TAREFA OBRIGATÓRIA 1:
Segundo o acórdão, qual quantidade de fio abrangia o contrato de compra e venda anulado?
TAREFA OBRIGATÓRIA 2:
Cite literalmente o trecho do acórdão que começa nas palavras "Acórdão nº 4585/11.8TBSTS.P2" e termina logo após as palavras "I-Relatório B…, Lda.".
TAREFA OBRIGATÓRIA 3:
Dê continuidade ao acórdão sobre a venda de fio de algodão defeituoso, a partir da última frase apresentada.

Acórdão nº 4585/11.8TBSTS.P2 de Court of Appeal of Porto (Portugal), 09 de Dezembro de 2020

Magistrado ResponsávelEUGÉNIA CUNHA
Data da Resolução09 de Dezembro de 2020
EmissorCourt of Appeal of Porto (Portugal)

Apelação nº 4585/11.8TBSTS.P2 Processo do Juízo Central Cível da Póvoa de Varzim – Juiz 3 Relatora: Eugénia Maria de Moura Marinho da Cunha 1º Adjunto: Maria Fernanda Fernandes de Almeida 2º Adjunto: António Eleutério Acordam na 3ª Secção Cível do Tribunal da Relação do Porto Sumário (elaborado pela relatora - cfr nº 7, do art.º 663º, do CPC): ……………………………… ……………………………… ………………………………*I. RELATÓRIO Recorrente: B…, Lda Recorrida: C…, Lda., I-Relatório B…, Lda.

e C…, Lda., respetivamente A./Reconvinda e Ré/Reconvinte, deduziram, reciprocamente, incidentes de liquidação, pedindo a primeira a condenação desta a pagar-lhe a quantia de 59.523,70 € e a segunda a condenação daquela a pagar-lhe a quantia de 162.596,29 €, acrescida de juros de mora vencidos e vincendos.

Fizeram-no na sequência da sentença dos autos que, decretando a anulação, por venda de coisa defeituosa, do contrato de compra e venda celebrado entre a A. e a R. de fornecimento de 16.052,700 Kgs. de fio 16/1 100% algodão cardado pronto a tingir, determinou que a R./Reconvinte C… devolvesse à A./Reconvinda B… o valor correspondente a tal fio que lhe foi entregue, calculado por referência ao valor suportado com a sua aquisição por esta, que, por sua vez, condenou a pagar àquela o valor das despesas com a fabricação da tela onde foi incorporado o fio.

Para o efeito alegaram: A Autora, B…, os diferentes custos por si suportados com a aquisição do fio que forneceu à Ré.

A Reconvinte, C…, que o valor peticionado corresponde ao valor total das despesas que suportou com o fabrico do tecido em que utilizou o fio fornecido pela B…, como seja despesas com outros tipos de fio e despesas com o processo de produção do tecido.

Entradas de origem
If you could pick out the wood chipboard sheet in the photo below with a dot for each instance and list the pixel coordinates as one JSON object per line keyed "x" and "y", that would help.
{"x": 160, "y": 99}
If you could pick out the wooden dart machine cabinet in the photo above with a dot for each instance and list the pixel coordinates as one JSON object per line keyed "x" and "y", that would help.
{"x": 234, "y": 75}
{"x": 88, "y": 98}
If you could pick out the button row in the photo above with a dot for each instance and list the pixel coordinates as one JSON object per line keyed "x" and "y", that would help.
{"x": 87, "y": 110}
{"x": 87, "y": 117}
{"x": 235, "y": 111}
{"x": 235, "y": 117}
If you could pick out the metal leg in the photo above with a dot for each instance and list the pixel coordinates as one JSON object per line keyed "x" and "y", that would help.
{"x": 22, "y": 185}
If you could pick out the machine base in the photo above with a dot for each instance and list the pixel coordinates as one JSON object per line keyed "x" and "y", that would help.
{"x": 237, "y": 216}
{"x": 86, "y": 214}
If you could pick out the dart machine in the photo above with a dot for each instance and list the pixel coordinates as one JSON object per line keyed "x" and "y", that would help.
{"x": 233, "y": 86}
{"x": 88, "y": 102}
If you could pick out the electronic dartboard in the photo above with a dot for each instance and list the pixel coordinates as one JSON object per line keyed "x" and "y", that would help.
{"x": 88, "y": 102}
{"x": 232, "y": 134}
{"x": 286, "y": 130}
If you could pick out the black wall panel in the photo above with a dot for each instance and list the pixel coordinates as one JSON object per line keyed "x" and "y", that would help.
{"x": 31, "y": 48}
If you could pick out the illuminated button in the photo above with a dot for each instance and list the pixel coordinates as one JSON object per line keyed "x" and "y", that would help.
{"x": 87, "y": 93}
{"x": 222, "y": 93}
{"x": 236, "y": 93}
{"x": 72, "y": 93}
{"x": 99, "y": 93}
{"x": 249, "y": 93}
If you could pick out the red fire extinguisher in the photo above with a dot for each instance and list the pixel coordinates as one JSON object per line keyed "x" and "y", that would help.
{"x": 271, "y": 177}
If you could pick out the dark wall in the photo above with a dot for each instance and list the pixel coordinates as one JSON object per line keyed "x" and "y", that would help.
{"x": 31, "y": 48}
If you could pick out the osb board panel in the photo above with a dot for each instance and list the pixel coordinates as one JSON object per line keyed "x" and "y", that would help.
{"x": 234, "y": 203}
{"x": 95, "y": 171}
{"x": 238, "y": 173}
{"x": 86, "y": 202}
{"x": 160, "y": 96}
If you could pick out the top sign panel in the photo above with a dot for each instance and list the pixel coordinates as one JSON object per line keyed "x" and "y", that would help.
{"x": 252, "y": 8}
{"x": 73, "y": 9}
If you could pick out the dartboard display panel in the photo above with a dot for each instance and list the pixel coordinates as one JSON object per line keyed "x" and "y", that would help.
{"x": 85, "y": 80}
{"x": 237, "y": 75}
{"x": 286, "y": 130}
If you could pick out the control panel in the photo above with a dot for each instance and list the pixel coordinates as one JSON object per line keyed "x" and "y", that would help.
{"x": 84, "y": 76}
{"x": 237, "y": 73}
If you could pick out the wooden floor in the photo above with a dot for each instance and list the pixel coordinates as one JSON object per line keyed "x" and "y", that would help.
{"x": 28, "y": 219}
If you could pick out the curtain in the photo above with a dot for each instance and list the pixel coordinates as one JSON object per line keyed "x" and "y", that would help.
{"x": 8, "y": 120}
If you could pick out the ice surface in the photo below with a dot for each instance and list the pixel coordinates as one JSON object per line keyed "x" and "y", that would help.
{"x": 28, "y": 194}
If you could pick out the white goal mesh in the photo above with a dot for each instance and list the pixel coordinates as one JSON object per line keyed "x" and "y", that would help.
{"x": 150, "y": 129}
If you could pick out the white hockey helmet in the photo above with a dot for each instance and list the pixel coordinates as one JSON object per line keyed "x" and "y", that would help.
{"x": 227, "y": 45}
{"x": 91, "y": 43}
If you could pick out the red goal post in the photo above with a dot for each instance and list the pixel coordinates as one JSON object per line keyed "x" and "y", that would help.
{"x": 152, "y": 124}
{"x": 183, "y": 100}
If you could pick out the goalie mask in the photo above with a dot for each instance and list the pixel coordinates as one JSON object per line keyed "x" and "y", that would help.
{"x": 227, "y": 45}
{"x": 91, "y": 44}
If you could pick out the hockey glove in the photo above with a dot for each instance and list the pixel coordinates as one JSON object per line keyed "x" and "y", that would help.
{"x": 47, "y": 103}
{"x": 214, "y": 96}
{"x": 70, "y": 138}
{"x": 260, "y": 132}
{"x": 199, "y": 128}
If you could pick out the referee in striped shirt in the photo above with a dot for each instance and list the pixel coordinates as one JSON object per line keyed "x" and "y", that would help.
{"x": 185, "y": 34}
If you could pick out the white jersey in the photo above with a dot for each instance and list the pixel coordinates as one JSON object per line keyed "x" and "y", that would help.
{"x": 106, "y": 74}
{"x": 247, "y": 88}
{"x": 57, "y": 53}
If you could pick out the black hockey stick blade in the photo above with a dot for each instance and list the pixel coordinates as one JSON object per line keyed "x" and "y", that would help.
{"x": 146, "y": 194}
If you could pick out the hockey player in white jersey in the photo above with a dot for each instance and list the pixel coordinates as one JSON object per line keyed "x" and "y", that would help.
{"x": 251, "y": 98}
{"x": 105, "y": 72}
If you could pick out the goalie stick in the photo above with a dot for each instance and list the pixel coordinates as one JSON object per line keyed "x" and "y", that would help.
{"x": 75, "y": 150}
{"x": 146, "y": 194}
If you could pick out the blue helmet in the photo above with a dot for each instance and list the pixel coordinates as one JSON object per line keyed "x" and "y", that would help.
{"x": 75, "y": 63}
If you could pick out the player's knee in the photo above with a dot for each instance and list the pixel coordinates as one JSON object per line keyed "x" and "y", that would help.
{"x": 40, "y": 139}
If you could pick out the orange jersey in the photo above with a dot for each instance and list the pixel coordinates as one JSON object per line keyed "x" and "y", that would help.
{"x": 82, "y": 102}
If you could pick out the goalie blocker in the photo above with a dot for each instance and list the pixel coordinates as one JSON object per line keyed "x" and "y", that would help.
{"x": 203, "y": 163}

RESPOSTA CORRETA 1:
16.052,700 Kgs. de fio 16/1 100% algodão cardado pronto a tingir.

RESPOSTA CORRETA 2:
Acórdão nº 4585/11.8TBSTS.P2 de Court of Appeal of Porto (Portugal), 09 de Dezembro de 2020

Magistrado ResponsávelEUGÉNIA CUNHA
Data da Resolução09 de Dezembro de 2020
EmissorCourt of Appeal of Porto (Portugal)

Apelação nº 4585/11.8TBSTS.P2 Processo do Juízo Central Cível da Póvoa de Varzim – Juiz 3 Relatora: Eugénia Maria de Moura Marinho da Cunha 1º Adjunto: Maria Fernanda Fernandes de Almeida 2º Adjunto: António Eleutério Acordam na 3ª Secção Cível do Tribunal da Relação do Porto Sumário (elaborado pela relatora - cfr nº 7, do art.º 663º, do CPC): ……………………………… ……………………………… ………………………………*I. RELATÓRIO Recorrente: B…, Lda Recorrida: C…, Lda., I-Relatório B…, Lda.

RESPOSTA CORRETA 3:
Cada uma das partes impugnou a matéria alegada pela parte contrária.

Proferido despacho saneador, foi identificado o objeto do processo e enunciados os temas de prova.

Procedeu-se à audiência final, com a observância das formalidades legais.

*Foi proferida sentença com o seguinte dispositivo: “Pelo exposto: 1. Julgo o incidente de liquidação da A. improcedente, e, em consequência, absolvo a R. do respectivo pedido, e 2. Julgo parcialmente procedente o incidente de liquidação da R., e, em consequência, condeno a A. a pagar à R. a quantia de 161.459,93 € (cento e sessenta e um mil quatrocentos e cinquenta e nove euros e noventa e três cêntimos), acrescida de juros moratórios à taxa legal de 4% ao ano desde a presente data até integral pagamento.

  1. As custas do incidente promovido pela A. correm pela A. e as do incidente promovido pela R. correm por A. e R. na proporção do respectivo decaimento”.

    *A Autora, B…, LDA., apresentou recurso de apelação, pugnando por que seja revogada a decisão e substituída por outra que condene a Ré, em sede de liquidação, a pagar à Autora € 59.532,70, nos termos e com os fundamentos alegados no incidente de liquidação e seja absolvida da liquidação operada pela Ré, formulando as seguintes CONCLUSÕES: ……………………………… ……………………………… ………………………………*Apresentou a Apelada contra-alegações sustentando inexistir o invocado vício, dever ser rejeitada a impugnação da matéria de facto por inobservância dos ónus previstos no art. 640º, do CPC, pugnando pela improcedência do recurso e, caso assim não se entenda, a matéria de facto dada como provada seja alterada e mantida a decisão recorrida ou se opere a compensação.

    *Após os vistos, cumpre apreciar e decidir o mérito do recurso interposto.

    *II. FUNDAMENTOS - OBJETO DO RECURSO Apontemos as questões objeto do presente recurso, tendo presente que o mesmo é balizado pelas conclusões das alegações do recorrente, estando vedado ao tribunal conhecer de matérias nelas não incluídas, a não ser que se imponha o seu conhecimento oficioso, acrescendo que os recursos não visam criar decisões sobre matéria nova, sendo o seu âmbito delimitado pelo conteúdo do ato recorrido – cfr. arts 635º, nº4, 637º, nº2 e 639º, nºs 1 e 2, do Código de Processo Civil.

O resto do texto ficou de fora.